> [What is required]: Copy out the rows word for word, starting with the line containing "tag: team crest on jersey => bbox" and ending with the line containing "[676,183,713,203]", both included.

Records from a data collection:
____________________

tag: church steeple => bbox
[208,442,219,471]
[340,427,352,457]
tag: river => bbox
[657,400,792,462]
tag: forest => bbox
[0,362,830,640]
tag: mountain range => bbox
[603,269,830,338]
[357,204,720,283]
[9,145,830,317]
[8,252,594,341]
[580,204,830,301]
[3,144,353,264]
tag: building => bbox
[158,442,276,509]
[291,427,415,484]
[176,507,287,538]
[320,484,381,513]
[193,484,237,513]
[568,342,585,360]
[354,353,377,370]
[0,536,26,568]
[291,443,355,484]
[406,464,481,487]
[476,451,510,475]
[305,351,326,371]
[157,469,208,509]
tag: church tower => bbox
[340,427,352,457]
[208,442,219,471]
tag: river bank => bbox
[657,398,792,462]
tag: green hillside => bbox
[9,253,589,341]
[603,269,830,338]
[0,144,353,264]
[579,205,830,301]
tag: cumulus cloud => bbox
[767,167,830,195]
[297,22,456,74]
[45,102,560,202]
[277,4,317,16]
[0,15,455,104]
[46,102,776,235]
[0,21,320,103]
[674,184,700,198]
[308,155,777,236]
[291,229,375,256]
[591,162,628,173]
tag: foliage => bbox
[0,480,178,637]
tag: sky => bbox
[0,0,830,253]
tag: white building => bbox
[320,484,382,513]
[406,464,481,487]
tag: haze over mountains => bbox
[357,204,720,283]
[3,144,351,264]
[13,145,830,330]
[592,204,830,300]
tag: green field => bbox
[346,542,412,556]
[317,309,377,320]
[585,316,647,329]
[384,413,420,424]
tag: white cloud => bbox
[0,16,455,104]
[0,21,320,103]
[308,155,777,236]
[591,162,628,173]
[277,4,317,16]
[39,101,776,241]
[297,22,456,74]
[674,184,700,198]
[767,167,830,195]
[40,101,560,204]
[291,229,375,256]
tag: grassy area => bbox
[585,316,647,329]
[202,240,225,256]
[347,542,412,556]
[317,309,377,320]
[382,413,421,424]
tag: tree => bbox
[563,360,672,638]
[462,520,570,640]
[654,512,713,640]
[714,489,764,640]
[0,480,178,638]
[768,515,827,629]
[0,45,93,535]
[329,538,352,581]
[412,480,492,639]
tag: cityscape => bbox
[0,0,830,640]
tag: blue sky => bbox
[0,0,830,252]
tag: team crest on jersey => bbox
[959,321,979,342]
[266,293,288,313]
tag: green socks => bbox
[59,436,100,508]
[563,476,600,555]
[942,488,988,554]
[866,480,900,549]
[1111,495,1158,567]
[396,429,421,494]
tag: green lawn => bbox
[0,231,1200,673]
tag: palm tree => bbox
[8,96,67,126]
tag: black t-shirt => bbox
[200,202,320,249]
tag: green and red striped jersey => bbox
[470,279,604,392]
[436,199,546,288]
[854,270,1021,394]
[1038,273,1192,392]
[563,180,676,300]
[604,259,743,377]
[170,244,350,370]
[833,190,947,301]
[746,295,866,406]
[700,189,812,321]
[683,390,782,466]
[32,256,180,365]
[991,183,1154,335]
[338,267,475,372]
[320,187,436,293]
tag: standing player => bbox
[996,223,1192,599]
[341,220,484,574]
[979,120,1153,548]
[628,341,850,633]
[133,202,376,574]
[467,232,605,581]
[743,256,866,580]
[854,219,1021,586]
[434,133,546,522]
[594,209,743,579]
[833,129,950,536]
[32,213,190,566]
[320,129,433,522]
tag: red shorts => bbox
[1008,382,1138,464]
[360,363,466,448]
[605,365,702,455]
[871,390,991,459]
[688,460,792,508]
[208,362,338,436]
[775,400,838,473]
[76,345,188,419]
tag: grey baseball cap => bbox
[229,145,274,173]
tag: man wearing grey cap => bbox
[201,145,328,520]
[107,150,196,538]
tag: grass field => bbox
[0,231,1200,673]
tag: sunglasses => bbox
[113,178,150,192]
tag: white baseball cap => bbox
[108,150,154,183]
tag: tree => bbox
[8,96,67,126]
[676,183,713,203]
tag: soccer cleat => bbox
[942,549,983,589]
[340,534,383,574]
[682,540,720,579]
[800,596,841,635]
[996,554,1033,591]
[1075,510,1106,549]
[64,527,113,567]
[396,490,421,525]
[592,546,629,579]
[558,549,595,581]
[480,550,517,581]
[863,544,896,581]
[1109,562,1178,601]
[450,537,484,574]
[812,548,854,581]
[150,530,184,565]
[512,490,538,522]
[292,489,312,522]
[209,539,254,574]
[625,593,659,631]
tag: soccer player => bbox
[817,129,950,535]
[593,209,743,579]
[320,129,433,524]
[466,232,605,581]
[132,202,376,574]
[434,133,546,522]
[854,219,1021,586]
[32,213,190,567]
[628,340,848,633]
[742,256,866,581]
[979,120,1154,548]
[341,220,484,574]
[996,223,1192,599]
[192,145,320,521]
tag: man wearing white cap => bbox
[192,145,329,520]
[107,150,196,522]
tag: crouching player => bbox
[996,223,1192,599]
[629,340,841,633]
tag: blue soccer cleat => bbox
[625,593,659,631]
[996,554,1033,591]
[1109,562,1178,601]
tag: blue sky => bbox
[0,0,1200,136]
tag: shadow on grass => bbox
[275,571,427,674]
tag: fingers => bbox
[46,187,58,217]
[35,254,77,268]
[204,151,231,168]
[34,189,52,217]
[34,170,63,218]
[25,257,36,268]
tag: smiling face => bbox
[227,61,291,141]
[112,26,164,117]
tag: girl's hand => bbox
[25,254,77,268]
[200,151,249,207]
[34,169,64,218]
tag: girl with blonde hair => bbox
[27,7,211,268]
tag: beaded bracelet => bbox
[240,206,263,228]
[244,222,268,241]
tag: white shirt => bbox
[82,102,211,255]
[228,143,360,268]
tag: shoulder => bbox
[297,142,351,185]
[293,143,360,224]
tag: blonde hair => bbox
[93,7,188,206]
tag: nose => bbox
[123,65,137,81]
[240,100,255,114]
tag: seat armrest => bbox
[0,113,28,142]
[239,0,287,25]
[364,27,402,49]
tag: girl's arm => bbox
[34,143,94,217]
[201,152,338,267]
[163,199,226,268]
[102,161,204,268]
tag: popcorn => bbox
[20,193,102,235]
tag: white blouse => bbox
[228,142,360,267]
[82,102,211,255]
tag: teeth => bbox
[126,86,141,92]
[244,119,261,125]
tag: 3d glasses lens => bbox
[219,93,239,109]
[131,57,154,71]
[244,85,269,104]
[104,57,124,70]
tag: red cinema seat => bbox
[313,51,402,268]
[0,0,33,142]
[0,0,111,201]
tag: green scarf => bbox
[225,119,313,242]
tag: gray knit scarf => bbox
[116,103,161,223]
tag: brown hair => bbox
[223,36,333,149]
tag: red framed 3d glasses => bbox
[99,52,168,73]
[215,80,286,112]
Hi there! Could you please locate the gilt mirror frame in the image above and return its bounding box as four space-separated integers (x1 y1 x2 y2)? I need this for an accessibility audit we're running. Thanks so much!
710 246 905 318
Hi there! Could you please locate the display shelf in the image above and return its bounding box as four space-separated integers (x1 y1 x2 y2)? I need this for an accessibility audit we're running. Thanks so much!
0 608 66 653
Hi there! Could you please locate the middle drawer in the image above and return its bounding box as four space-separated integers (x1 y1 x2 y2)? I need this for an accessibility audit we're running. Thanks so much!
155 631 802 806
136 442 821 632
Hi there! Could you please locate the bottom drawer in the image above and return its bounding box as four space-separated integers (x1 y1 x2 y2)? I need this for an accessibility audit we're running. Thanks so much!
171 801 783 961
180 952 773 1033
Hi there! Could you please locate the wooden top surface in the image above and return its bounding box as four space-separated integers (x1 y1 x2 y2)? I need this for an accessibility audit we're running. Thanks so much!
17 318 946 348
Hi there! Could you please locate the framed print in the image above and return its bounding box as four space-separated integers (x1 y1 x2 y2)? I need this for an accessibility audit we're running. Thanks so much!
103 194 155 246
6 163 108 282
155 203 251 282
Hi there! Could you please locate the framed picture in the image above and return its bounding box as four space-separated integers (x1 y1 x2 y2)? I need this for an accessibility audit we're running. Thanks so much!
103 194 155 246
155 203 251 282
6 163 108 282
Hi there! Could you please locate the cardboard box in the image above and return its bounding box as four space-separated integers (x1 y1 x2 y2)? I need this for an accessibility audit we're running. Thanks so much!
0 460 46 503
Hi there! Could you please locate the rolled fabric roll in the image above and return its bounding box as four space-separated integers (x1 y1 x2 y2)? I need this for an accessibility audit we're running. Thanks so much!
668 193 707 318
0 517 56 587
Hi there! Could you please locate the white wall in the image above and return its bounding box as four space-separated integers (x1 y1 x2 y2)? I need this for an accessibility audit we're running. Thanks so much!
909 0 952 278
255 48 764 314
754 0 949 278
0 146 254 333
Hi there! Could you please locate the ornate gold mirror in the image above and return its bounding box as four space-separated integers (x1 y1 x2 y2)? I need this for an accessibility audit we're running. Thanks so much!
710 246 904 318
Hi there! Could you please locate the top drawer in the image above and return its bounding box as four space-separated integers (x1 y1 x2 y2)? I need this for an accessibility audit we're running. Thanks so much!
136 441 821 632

____________________

> [Task answer]:
tag: team crest on jersey => bbox
[959,321,979,342]
[266,293,288,313]
tag: green socks => bbox
[59,436,100,508]
[563,476,600,555]
[942,488,988,554]
[866,480,900,549]
[1111,495,1158,567]
[396,429,421,494]
tag: green lawn => bbox
[0,231,1200,673]
tag: palm tree => bbox
[8,96,67,126]
tag: black t-shirt => bbox
[200,202,320,249]
tag: green and red striped jersey => bbox
[470,279,604,392]
[436,199,546,288]
[854,270,1021,394]
[1038,273,1192,392]
[563,180,676,300]
[604,259,743,377]
[170,244,350,370]
[833,190,947,301]
[746,295,866,406]
[700,189,812,321]
[683,390,782,466]
[32,256,180,365]
[991,183,1154,335]
[338,267,475,372]
[320,187,436,293]
tag: standing player => bbox
[996,223,1192,599]
[341,220,484,574]
[979,120,1153,548]
[628,341,850,633]
[133,202,376,574]
[467,232,605,581]
[743,256,866,580]
[854,219,1021,586]
[434,133,546,522]
[594,209,743,579]
[833,129,950,536]
[32,213,190,566]
[320,129,433,522]
tag: red shorts => bbox
[1008,382,1138,464]
[360,363,466,448]
[605,365,702,455]
[871,390,991,459]
[688,460,792,508]
[208,362,338,436]
[775,400,838,473]
[76,345,188,419]
tag: grey baseball cap => bbox
[229,145,274,173]
tag: man wearing grey cap => bbox
[201,145,328,520]
[107,150,196,538]
tag: grass field => bbox
[0,231,1200,673]
tag: sunglasses => bbox
[113,178,150,192]
tag: white baseball cap => bbox
[108,150,154,183]
tag: tree => bbox
[8,96,67,126]
[676,183,713,203]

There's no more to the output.